Task objective. Rewrite the records from their start up to and including the line with "POLYGON ((0 144, 30", requests included, scaling every coordinate in the answers by 1.85 and rounding each to a whole number, with halves rounded up. Leave all numbers in the requests unchanged.

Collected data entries
※
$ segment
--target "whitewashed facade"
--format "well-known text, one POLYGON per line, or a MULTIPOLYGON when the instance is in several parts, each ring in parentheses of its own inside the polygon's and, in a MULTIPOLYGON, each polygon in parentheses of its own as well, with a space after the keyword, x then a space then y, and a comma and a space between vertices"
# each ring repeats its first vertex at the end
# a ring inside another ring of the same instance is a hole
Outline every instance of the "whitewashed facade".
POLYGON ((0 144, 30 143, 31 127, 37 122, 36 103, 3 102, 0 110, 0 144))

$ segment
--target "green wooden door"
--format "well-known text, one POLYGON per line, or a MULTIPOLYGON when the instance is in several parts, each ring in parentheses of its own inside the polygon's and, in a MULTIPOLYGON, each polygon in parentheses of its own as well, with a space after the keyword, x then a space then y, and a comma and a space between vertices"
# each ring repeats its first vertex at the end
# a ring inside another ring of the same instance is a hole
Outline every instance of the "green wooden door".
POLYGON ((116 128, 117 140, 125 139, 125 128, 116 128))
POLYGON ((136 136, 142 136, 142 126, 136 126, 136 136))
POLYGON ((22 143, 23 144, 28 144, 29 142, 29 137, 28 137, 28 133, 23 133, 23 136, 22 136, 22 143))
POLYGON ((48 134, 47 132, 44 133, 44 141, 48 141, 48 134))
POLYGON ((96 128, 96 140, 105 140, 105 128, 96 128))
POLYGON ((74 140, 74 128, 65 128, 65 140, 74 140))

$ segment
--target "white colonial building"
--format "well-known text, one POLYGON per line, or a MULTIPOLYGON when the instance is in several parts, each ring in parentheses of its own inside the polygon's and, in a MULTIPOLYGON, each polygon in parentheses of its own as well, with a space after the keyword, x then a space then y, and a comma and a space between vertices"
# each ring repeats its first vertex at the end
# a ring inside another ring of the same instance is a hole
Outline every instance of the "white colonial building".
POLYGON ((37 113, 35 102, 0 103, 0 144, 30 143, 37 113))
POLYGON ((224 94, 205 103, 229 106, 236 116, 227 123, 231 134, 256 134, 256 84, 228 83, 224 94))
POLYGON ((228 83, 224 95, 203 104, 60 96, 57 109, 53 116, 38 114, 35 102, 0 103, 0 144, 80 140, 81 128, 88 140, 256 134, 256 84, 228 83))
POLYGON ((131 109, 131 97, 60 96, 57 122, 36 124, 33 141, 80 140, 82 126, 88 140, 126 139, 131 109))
※
The reply.
$ segment
--target "whitewashed facade"
--format "well-known text, one POLYGON per line, or a MULTIPOLYGON when the instance is in several parts, each ring in parentheses of its own inside the polygon's and, in a MULTIPOLYGON, each polygon in parentheses of its own as well, with a space after the keyword, x then a space then y, and a comma and a space between vertices"
# each ring repeats its first vertex at the end
# a ring inside another ring of the same instance is a hole
Outline every instance of the "whitewashed facade".
POLYGON ((0 266, 56 265, 57 235, 68 226, 67 191, 6 189, 0 204, 0 266))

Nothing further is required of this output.